• **Brief**
The full listing, word for word and free of images, is the expected result.

• **Exercise data**

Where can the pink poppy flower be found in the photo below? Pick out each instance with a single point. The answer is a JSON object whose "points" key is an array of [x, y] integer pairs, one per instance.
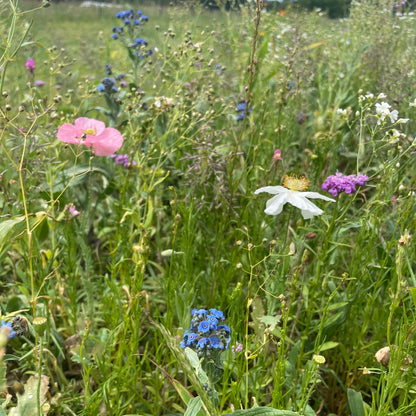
{"points": [[89, 132]]}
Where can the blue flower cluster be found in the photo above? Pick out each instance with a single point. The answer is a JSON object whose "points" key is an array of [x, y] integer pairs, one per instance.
{"points": [[205, 333], [12, 333], [242, 108]]}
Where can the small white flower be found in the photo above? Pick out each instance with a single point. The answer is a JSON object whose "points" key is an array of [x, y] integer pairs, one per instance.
{"points": [[383, 111], [292, 193]]}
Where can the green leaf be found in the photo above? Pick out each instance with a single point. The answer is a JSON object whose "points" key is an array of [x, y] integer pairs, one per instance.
{"points": [[194, 406], [355, 401], [27, 403], [260, 411], [73, 176]]}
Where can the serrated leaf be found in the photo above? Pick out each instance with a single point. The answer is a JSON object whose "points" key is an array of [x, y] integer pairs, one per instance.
{"points": [[194, 406], [27, 403], [328, 346], [355, 402]]}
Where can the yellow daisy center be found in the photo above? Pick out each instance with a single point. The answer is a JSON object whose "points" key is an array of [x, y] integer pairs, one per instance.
{"points": [[294, 183]]}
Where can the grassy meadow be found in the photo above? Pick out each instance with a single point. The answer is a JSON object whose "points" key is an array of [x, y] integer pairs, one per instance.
{"points": [[146, 278]]}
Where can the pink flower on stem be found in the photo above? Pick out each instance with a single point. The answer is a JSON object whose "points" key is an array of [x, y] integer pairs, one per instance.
{"points": [[30, 66], [89, 132], [277, 155], [72, 210]]}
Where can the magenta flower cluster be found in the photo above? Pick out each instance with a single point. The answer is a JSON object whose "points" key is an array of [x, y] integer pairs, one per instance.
{"points": [[335, 184]]}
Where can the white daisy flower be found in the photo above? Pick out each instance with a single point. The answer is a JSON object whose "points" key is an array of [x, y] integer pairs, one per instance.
{"points": [[292, 193]]}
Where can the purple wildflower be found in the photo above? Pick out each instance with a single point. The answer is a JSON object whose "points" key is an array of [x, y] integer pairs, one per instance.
{"points": [[11, 333], [72, 210], [338, 183], [30, 66]]}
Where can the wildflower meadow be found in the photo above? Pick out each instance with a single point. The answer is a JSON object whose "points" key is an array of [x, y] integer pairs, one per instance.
{"points": [[207, 209]]}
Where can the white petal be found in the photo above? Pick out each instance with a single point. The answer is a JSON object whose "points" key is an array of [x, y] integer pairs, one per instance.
{"points": [[308, 209], [317, 195], [272, 190], [274, 206]]}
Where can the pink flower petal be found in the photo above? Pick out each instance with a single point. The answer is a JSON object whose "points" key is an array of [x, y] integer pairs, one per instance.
{"points": [[109, 142], [67, 133]]}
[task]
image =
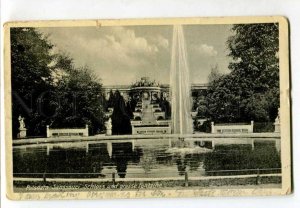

• **The completed task**
Where can the pink poppy flower be found in the photo below? Pick out each instance with a single point. The answer is a JSON object whose "points" key is an array of [x, y] integer pairs, one per instance.
{"points": [[89, 132]]}
Where can the blue flower cluster be found in the photo above? Pick out each instance with a single point. The answer is a JSON object whose "points" key is an array of [x, y] integer pairs, one per instance.
{"points": [[205, 333], [12, 333], [242, 108]]}
Where can the small white flower be found in the photo above? Pick out each instance with a single point. The answer is a JSON object whose "points" key is an array of [x, y] integer pairs, one per instance.
{"points": [[383, 111], [292, 193]]}
Where can the green leaf be found in the photo above? Pick out each instance with a single point. The answer is a JSON object whose "points" key is an array of [x, y] integer pairs, one per instance.
{"points": [[194, 406], [355, 401], [27, 403], [260, 411], [73, 176]]}
Where can the serrated leaf be found in the photo above? Pick out each instance with a single point. The answer is a JSON object whose "points" key is an array of [x, y] integer pairs, one per instance.
{"points": [[194, 406], [27, 403], [328, 346], [355, 402]]}
Where can the yellow daisy center be found in the photo above? Pick out each instance with a single point. The answer is a JSON object whose "points" key is an array of [x, y] integer pairs, one per instance.
{"points": [[294, 183]]}
Where can the grassy meadow be found in the photo above? Pick out each instance with a single point. The answer is a JSON object whose "points" key is an array of [x, y] integer pairs, one per instance.
{"points": [[146, 278]]}
Where can the pink flower on stem be found in the photo above? Pick out each instance with a single point. The answer is a JSON object whose "points" key is an array of [x, y] integer pairs, one per instance.
{"points": [[30, 66], [89, 132], [277, 155], [72, 210]]}
Where can the magenta flower cluster be found in the photo above? Pick out each instance with a single point. The answer is a JSON object whose "points" key is an array of [x, y] integer pairs, one per instance.
{"points": [[335, 184]]}
Where can the white daisy flower be found in the photo above? Pick out each instance with a single point. The answer is a JSON object whose "points" key is an array of [x, y] integer pairs, one per instance.
{"points": [[292, 193]]}
Where can the purple wildflower be found in the photo above? Pick out each instance with a single point. The answer is a JSON object whose "points" key is an array of [x, y] integer pairs, one per instance.
{"points": [[11, 333], [72, 210], [338, 183], [30, 66]]}
Where can the wildflower meadow be found in the photo above? Pick out each instance with a single point. The answer is a JSON object whose "points" key is an array of [x, y] integer pairs, one per instance.
{"points": [[207, 209]]}
Where can the white petal be found in the photo above? Pick out each instance with a single point. The answer is a JSON object whose "points" key is an array of [x, y] integer pairs, one per instance.
{"points": [[308, 209], [317, 195], [272, 190], [274, 206]]}
Where can the pink flower petal be found in the photo above? Pick out each instance with a single point. The answer is a JSON object whose "points" key is an array of [x, y] integer pairs, one per instance.
{"points": [[109, 142], [67, 133]]}
[task]
image =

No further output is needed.